Text:

■ ■ ■ ■ ■

Tuesday, May 21, 2013
Thousands Lose Internet
COLUMBIA, S.C. (WOLO) -- At the stroke of midnight, the internet went dark for an estimated 60,000 to 70,000 computers in the United States.
Stephen Finner, Computer Science Professor at USC, says those who lost internet access had computers infected with "The DNS Changer."
"There were some hackers mostly Estonian and one Russian who found a way to divert some internet traffic to their own sites," says Finner.
Sites affected include those like Google and Facebook.
"Instead of sending the name to a legitimate DNS Server, it would be sent to one of the rogue DNS servers," says Finner.
This all came to light through a FBI investigation dating back to 2008. The FBI wanted to shut down the servers in November of last year, but there was a problem.
"If they shut down these servers all those infected computers would lose their DNS access," says Finner.
So instead, the FBI worked with companies to produce two other temporary servers until last night, when those were shut down.
But you aren't left high and dry.
Crandall Sims reporting, "In order to help those affected by the problem, the FBI has created the website dcwg.org, there you will find ways to detect whether or not you have the DNS Changer, which by now you should know. There's also information on the site to help you fix the problem and to further protect your computer."
Finner says the number one way to protect your computer is a solid password.
Some tips include: Do not use common phrases or words. Bad examples includ: Password or 123456
Instead, use a mix of upper and lower case letters, numbers and punctuation if the website allows.
In the meantime, if your computer has been infected with a DNS Changer, the best advice is to contact your internet service provider, for further assistance.

■ ■ ■ ■ ■

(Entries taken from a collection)
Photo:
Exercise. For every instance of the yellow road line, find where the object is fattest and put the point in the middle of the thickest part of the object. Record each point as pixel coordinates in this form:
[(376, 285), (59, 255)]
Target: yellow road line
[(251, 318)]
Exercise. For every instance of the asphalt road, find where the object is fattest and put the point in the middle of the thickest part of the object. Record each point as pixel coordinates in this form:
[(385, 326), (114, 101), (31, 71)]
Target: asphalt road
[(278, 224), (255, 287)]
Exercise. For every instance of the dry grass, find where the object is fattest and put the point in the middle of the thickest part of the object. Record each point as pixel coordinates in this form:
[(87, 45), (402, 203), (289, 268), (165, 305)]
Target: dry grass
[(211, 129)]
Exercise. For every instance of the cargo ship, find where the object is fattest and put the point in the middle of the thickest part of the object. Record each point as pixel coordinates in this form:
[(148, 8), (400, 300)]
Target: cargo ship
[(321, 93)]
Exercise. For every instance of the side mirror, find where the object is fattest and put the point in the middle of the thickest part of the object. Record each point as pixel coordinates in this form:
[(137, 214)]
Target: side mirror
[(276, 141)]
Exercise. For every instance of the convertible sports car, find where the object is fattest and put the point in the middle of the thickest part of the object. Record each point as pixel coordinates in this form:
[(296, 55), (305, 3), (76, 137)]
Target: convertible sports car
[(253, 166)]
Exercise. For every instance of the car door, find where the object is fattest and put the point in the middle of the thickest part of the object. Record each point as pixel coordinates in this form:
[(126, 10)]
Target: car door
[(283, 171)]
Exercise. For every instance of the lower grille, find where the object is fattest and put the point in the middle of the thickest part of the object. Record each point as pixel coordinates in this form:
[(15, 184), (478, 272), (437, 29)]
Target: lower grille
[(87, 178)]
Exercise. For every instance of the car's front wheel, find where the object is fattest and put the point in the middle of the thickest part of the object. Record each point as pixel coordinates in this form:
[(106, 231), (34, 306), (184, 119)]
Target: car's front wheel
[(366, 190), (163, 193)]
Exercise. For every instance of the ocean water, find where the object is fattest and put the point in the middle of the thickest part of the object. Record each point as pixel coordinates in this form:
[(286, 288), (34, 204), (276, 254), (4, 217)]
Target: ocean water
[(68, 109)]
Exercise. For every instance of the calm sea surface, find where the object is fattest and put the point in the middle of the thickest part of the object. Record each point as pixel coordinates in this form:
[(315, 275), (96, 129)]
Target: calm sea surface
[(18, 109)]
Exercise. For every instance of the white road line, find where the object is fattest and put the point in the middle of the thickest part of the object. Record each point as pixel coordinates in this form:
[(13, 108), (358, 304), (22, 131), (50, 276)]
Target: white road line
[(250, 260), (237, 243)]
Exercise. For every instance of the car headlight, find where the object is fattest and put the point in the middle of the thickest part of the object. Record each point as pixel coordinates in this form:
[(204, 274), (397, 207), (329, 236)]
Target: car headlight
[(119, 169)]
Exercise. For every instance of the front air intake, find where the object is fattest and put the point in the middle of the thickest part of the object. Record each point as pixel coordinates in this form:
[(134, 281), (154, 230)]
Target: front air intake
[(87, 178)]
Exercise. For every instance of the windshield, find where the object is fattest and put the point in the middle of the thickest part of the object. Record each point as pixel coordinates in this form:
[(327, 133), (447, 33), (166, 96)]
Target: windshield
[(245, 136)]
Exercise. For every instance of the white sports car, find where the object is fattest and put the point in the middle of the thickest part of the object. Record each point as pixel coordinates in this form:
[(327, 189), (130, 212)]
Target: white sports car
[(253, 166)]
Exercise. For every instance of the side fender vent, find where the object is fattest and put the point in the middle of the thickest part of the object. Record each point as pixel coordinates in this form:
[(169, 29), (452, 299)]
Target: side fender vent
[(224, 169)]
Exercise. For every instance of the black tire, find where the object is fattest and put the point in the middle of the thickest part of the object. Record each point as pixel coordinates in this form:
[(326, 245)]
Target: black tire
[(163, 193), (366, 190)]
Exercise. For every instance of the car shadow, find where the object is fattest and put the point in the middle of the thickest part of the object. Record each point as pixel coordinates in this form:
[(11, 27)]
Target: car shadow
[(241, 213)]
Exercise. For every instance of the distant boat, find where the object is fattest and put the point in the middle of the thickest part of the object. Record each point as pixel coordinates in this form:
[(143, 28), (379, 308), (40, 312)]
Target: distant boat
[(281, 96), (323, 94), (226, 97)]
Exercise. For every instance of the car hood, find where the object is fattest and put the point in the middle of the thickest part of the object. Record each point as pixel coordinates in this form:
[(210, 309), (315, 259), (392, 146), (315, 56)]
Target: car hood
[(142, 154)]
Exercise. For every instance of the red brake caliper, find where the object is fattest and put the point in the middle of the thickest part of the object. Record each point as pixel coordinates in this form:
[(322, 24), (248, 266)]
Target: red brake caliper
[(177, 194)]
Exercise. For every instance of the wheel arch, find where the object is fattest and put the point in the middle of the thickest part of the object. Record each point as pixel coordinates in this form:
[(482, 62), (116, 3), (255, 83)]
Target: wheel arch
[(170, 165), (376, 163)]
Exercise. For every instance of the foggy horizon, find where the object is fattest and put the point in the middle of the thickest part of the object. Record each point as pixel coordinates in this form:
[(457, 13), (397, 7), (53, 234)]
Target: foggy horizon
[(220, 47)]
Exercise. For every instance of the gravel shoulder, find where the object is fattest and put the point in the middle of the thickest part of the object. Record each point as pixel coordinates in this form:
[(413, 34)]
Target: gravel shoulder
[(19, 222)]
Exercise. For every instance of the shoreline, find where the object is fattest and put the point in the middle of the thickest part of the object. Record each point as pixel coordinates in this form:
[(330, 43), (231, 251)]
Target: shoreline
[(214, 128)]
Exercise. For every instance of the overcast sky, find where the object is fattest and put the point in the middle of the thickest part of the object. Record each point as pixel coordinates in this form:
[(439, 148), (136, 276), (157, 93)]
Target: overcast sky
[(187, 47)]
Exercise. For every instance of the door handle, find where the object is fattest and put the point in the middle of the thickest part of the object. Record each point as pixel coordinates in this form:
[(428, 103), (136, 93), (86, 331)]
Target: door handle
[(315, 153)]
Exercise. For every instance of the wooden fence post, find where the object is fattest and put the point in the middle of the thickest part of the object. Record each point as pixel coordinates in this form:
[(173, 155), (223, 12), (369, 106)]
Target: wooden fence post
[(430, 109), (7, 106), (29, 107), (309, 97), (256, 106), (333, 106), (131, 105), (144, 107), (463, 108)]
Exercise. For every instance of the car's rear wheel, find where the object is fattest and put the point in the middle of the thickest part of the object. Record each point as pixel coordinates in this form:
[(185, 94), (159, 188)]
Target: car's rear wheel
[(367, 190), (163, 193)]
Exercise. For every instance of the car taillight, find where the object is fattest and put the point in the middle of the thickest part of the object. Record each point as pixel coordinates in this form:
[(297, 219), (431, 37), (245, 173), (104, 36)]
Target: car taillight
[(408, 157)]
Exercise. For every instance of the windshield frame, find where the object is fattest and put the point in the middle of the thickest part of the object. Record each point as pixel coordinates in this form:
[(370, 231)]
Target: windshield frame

■ ■ ■ ■ ■

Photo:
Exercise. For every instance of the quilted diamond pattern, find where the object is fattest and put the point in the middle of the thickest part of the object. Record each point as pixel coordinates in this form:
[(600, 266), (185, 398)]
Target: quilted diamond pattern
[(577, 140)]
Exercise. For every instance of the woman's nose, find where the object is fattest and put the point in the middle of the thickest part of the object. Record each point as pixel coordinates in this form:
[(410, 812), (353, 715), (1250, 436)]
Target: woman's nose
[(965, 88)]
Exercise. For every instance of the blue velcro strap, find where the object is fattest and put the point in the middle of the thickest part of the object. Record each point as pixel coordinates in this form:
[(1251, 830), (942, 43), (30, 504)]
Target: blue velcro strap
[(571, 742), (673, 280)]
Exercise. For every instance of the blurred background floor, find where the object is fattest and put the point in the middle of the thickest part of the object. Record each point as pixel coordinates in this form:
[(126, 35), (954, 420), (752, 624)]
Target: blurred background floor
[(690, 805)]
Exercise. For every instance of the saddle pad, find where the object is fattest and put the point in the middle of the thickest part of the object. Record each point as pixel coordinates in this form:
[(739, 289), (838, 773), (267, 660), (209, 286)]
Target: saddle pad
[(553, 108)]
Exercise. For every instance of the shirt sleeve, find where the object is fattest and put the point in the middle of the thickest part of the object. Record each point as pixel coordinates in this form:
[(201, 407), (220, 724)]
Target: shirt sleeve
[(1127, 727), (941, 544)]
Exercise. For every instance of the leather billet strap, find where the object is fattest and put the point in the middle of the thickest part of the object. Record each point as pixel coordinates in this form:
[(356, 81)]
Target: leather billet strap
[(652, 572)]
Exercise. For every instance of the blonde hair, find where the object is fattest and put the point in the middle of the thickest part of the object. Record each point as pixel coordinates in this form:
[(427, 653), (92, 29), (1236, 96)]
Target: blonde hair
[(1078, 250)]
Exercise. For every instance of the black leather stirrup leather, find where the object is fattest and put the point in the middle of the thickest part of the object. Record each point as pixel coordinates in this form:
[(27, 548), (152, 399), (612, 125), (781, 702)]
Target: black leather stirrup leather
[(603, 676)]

■ ■ ■ ■ ■

Your task: List every kind of character that the DNS Changer news report recommends mixing into a password.

Expected answer:
- Upper case letters
- Lower case letters
- Numbers
- Punctuation